Page extract ▸
* * *

If My MRI Is Stable, Why Is My Walking Getting Worse?
During a routine exam with my neurologist recently, I asked her a question I’d never thought to ask before: “Why do you order regular MRIs of my brain, but not of my spine?”
Interestingly, within a few days of my exam, a Harvard Med School study was released that addressed a similar question: Is there always a link between the level of physical disability in some MS patients and the amount of lesions in the brain?
What my doctor said
My neurologist’s answer was pretty simple. Disease progression in parts of the body that are controlled by nerves along the spinal cord, such as the legs, is usually noticed by a patient physically before the progression can be seen on a spinal MRI. On the other hand, MS disease progression can be spotted on an MRI of the brain before it’s noticed physically. So, by regularly doing brain scans, a neurologist may be able to halt that progression by changing DMDs, for example, before it has a chance to have a physical impact. Doing a spinal scan doesn’t present the same opportunity.
The Harvard Med School study
Details of the Harvard Medical School study are reported in an article written for Multiple Sclerosis News Today by . The conclusion of this study is that, for some MS patients, there may be no connection between the number and size of the lesions that can be seen on an MRI of the brain and that patient’s level of physical disability.
The research found that a little over 13 percent of the patients who were studied had this “dissociation” between what the scan revealed and their disability level. Some had only a few brain lesions but lots of disability. Others had a lot of brain lesions but relatively little physical disability.

* * *

(Region pointing data)
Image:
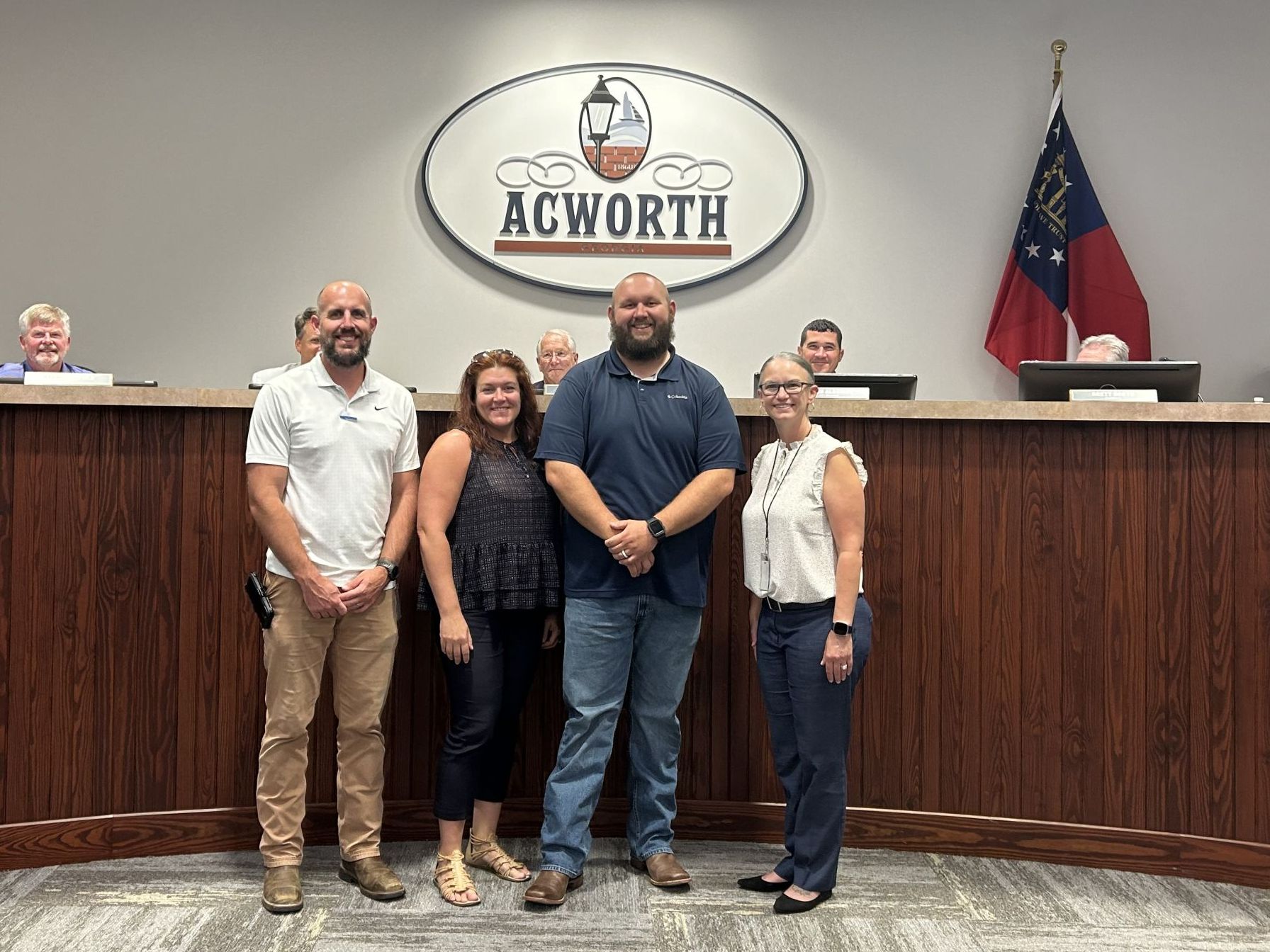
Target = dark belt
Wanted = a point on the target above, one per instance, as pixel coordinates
(795, 606)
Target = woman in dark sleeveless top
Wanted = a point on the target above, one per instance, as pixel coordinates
(490, 540)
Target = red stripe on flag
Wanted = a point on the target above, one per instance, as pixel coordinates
(1103, 296)
(1025, 325)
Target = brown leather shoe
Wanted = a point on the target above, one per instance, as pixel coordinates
(373, 878)
(282, 892)
(550, 888)
(663, 870)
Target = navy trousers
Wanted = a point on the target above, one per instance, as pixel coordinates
(809, 720)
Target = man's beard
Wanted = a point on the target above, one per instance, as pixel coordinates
(348, 358)
(634, 349)
(47, 357)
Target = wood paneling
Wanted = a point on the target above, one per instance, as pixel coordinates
(1071, 626)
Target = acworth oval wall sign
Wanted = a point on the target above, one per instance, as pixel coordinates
(572, 176)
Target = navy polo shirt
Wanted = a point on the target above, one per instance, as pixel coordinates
(641, 442)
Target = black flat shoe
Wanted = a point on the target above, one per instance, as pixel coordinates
(785, 904)
(757, 884)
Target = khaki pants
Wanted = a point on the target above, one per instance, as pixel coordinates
(361, 662)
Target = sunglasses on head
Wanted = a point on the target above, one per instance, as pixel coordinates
(493, 352)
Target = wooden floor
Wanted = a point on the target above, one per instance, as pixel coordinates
(885, 900)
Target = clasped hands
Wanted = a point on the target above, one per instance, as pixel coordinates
(631, 545)
(324, 599)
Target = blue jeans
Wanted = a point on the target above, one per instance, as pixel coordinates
(809, 720)
(638, 640)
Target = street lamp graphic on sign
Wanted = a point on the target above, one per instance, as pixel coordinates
(600, 113)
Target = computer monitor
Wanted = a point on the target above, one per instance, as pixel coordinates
(1174, 381)
(882, 386)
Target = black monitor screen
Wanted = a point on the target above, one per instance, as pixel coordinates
(882, 386)
(1174, 381)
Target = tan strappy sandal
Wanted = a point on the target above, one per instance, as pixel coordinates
(487, 854)
(452, 880)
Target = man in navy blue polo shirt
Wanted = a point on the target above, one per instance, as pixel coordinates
(641, 447)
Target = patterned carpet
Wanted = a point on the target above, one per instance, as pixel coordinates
(885, 900)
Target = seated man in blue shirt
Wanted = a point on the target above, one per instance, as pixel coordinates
(45, 334)
(641, 446)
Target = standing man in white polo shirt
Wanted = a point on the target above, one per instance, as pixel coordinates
(333, 477)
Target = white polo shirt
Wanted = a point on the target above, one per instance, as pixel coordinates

* * *

Tasks to carry out ▸
1. Reproduce the passage of the article on MRI scans and walking that begins at the words "What my doctor" and ends after "the same opportunity.".
2. Extend the article on MRI scans and worsening walking in multiple sclerosis, picking up after its final sentence.

Answer list ▸
1.
What my doctor said
My neurologist’s answer was pretty simple. Disease progression in parts of the body that are controlled by nerves along the spinal cord, such as the legs, is usually noticed by a patient physically before the progression can be seen on a spinal MRI. On the other hand, MS disease progression can be spotted on an MRI of the brain before it’s noticed physically. So, by regularly doing brain scans, a neurologist may be able to halt that progression by changing DMDs, for example, before it has a chance to have a physical impact. Doing a spinal scan doesn’t present the same opportunity.

2.
According to the researchers, patients in the low brain lesion but high disability group were prone to having a progressive form of MS, more cervical spinal cord lesions, and a lower physical quality of life. The study’s authors believe this may be due to their lesions being concentrated in the spinal cord rather than in the brain, and that’s pretty much what my neuro told me about my MS.
What about MS patients with the opposite — when their MRIs show a lot of brain lesions but they exhibit few physical symptoms? The Harvard researchers suspect these patients may be likely to have cognitive problems.
For the study: The researchers believe that this disparity between observable symptoms and MRI results complicates a neurologist’s ability to determine a prognosis for MRI patients.
For me: The study results, combined with what my neurologist told me the other day, explain why being told for many years that “the MRI looks great” was only half of my MS story.